──────── Text segment ────────

Curl linux get headers

Getting only response header from HTTP POST using cURL

Lengthy HTML response bodies are a pain to get in command-line, so I’d like to get only the header as feedback for my POST requests. However, HEAD and POST are two different methods. How do I get cURL to display only response headers to a POST request?

9 Answers 9

-D, --dump-header Write the protocol headers to the specified file. This option is handy to use when you want to store the headers that a HTTP site sends to you. Cookies from the headers could then be read in a second curl invocation by using the -b, --cookie option! The -c, --cookie-jar option is however a better way to store cookies. 
-S, --show-error When used with -s, --silent, it makes curl show an error message if it fails. 
curl -sS -D - www.acooke.org -o /dev/null 

follows redirects, dumps the headers to stdout and sends the data to /dev/null (that’s a GET, not a POST, but you can do the same thing with a POST — just add whatever option you’re already using for POSTing data)

note the — after the -D which indicates that the output «file» is stdout.

above comment is valid if you’re using powershell. for cmd.exe use curl -s -D — http://yahoo.com -o nul

@mamachanko -D takes an argument that says where the output should go. the single dash means it should go to stdout.

────────

Copy the text about curl response headers in full, word for word. The data that comes next is separate material and is unrelated to the text about curl response headers.

──────── Data listing ────────

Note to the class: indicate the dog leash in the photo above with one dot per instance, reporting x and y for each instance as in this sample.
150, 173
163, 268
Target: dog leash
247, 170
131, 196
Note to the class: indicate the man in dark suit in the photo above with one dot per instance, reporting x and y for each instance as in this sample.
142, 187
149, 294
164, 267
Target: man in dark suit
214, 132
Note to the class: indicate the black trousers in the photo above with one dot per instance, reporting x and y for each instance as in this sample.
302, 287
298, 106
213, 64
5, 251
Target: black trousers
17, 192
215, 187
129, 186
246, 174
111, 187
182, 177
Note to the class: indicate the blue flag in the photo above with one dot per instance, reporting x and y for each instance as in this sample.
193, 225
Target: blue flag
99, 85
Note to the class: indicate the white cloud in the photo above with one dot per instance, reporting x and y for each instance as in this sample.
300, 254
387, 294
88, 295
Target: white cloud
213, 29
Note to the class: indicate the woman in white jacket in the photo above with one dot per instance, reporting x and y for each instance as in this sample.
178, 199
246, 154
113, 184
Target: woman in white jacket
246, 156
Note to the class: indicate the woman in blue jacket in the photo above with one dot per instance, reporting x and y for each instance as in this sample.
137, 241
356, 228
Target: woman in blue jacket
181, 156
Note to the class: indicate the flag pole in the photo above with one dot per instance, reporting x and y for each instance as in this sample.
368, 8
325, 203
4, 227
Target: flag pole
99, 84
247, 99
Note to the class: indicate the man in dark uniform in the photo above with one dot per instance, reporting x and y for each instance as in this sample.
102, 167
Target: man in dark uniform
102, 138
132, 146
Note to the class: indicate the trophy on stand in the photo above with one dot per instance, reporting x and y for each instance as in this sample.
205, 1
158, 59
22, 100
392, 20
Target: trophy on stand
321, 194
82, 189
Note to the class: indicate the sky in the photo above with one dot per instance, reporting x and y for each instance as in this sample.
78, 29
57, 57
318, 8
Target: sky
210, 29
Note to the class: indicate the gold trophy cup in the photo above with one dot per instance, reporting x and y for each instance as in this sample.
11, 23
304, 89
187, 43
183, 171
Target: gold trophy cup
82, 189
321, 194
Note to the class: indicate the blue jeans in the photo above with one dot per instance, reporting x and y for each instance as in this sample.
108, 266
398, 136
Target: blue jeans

────────

- Result
Curl linux get headers

Getting only response header from HTTP POST using cURL

Lengthy HTML response bodies are a pain to get in command-line, so I’d like to get only the header as feedback for my POST requests. However, HEAD and POST are two different methods. How do I get cURL to display only response headers to a POST request?

9 Answers 9

-D, --dump-header Write the protocol headers to the specified file. This option is handy to use when you want to store the headers that a HTTP site sends to you. Cookies from the headers could then be read in a second curl invocation by using the -b, --cookie option! The -c, --cookie-jar option is however a better way to store cookies. 
-S, --show-error When used with -s, --silent, it makes curl show an error message if it fails. 
curl -sS -D - www.acooke.org -o /dev/null 

follows redirects, dumps the headers to stdout and sends the data to /dev/null (that’s a GET, not a POST, but you can do the same thing with a POST — just add whatever option you’re already using for POSTing data)

note the — after the -D which indicates that the output «file» is stdout.

above comment is valid if you’re using powershell. for cmd.exe use curl -s -D — http://yahoo.com -o nul

@mamachanko -D takes an argument that says where the output should go. the single dash means it should go to stdout.